• _Exercise instructions_:
Which lines of the items below contain the word "acacia"? Report each of them.

• _Dataset records_:
>>>>
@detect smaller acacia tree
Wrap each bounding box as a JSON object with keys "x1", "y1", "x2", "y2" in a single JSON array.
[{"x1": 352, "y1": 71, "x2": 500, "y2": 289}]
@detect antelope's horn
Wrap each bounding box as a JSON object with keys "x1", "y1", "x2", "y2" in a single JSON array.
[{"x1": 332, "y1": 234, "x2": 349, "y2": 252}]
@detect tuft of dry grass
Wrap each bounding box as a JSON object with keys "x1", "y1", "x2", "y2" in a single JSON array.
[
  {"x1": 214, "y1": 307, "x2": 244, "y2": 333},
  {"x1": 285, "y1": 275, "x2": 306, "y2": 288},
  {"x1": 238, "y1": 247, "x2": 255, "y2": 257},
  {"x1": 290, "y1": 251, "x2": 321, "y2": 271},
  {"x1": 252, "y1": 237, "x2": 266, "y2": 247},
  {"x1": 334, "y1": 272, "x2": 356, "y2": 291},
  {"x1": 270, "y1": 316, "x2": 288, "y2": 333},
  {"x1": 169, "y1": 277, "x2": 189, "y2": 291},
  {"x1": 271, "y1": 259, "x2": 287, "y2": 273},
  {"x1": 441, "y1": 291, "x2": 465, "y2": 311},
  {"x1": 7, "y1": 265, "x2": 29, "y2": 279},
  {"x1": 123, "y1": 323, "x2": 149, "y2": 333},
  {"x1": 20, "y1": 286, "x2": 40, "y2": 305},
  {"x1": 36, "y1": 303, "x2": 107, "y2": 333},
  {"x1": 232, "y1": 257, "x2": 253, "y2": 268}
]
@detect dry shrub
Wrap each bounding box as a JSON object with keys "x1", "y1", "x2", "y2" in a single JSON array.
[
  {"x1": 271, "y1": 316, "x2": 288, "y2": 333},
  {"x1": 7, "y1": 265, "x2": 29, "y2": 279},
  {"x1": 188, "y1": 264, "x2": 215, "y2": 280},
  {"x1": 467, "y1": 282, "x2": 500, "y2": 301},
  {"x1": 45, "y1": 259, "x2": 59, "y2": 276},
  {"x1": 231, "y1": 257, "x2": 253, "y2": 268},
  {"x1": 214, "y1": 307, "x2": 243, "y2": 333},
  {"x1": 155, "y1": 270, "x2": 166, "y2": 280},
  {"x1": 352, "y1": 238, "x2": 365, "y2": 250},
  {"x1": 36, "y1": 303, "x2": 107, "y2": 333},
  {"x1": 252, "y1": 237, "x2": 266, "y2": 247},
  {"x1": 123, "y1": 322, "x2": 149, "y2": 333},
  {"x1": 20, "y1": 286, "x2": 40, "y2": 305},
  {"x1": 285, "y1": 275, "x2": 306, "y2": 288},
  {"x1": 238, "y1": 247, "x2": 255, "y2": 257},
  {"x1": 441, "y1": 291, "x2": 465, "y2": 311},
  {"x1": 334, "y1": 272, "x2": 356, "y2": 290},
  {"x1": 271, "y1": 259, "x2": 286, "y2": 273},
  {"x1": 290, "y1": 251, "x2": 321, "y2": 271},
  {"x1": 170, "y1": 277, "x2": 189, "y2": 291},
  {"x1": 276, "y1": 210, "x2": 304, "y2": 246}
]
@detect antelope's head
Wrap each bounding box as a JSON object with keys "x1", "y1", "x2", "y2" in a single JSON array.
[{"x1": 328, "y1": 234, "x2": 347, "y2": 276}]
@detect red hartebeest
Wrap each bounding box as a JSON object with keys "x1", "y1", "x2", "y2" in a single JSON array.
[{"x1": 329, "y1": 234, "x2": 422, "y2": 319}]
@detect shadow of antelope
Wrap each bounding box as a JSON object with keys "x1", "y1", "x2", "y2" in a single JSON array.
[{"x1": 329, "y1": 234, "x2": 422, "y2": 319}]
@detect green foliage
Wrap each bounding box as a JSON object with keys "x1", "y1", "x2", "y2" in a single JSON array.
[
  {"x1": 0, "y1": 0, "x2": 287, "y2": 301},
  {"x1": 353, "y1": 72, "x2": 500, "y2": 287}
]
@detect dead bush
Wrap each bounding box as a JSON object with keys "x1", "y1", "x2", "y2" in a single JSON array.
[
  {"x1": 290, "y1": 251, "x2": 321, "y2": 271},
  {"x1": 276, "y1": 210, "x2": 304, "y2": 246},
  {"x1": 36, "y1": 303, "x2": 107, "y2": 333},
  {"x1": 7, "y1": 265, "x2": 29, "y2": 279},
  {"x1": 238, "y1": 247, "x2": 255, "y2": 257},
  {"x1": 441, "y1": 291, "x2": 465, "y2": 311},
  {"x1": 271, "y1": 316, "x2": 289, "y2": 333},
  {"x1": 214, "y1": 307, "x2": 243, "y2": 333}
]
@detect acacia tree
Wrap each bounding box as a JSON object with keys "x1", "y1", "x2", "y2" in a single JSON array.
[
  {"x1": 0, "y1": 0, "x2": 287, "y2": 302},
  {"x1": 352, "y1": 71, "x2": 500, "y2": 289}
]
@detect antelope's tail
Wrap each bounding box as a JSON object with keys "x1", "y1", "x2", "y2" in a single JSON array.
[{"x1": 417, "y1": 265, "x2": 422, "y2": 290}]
<<<<
• _Final result_:
@detect smaller acacia tree
@detect acacia tree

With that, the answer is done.